#### Goal of the exercise:
Recast every line of the items below as a numbered list, dropping any blank lines.

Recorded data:
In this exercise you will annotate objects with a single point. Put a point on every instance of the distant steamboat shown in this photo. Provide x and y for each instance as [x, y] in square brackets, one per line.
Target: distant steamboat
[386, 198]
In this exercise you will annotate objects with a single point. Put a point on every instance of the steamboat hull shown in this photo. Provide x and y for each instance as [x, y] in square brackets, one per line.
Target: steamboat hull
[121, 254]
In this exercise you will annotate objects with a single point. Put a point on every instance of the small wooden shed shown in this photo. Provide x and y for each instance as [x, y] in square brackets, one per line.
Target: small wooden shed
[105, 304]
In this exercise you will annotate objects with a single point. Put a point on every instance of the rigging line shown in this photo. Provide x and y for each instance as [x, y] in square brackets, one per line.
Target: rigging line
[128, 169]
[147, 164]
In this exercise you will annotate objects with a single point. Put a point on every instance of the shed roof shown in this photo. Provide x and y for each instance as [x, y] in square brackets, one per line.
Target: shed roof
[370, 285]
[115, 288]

#### Expected answer:
1. In this exercise you will annotate objects with a single point. Put a point on every instance of the distant steamboat shown in this photo. Provide x and y for each instance as [x, y] in square brackets, one per line.
2. Target: distant steamboat
3. [386, 198]
4. In this exercise you will annotate objects with a single point. Put a point on every instance of the steamboat hull shown in this photo. Provide x and y for each instance as [x, y] in square brackets, one per line.
5. Target: steamboat hull
6. [121, 254]
7. In this exercise you will annotate objects with a single point. Put a point on every instance of the small wooden shed shown in this photo. Provide x and y for each instance as [x, y] in square brackets, one per line.
8. Target: small wooden shed
9. [105, 304]
10. In this exercise you will annotate objects with a single point. Put a point on every instance of the rigging line shown in this photo. Provide x and y for each instance as [x, y] in square brackets, one per line.
11. Target: rigging line
12. [128, 169]
13. [147, 164]
14. In this exercise you will annotate objects with a single point. Put a point on every instance of the shed roof shown in this photo. Provide x and y for each instance as [x, y] in square brackets, one per line.
15. Target: shed roof
16. [370, 285]
17. [115, 288]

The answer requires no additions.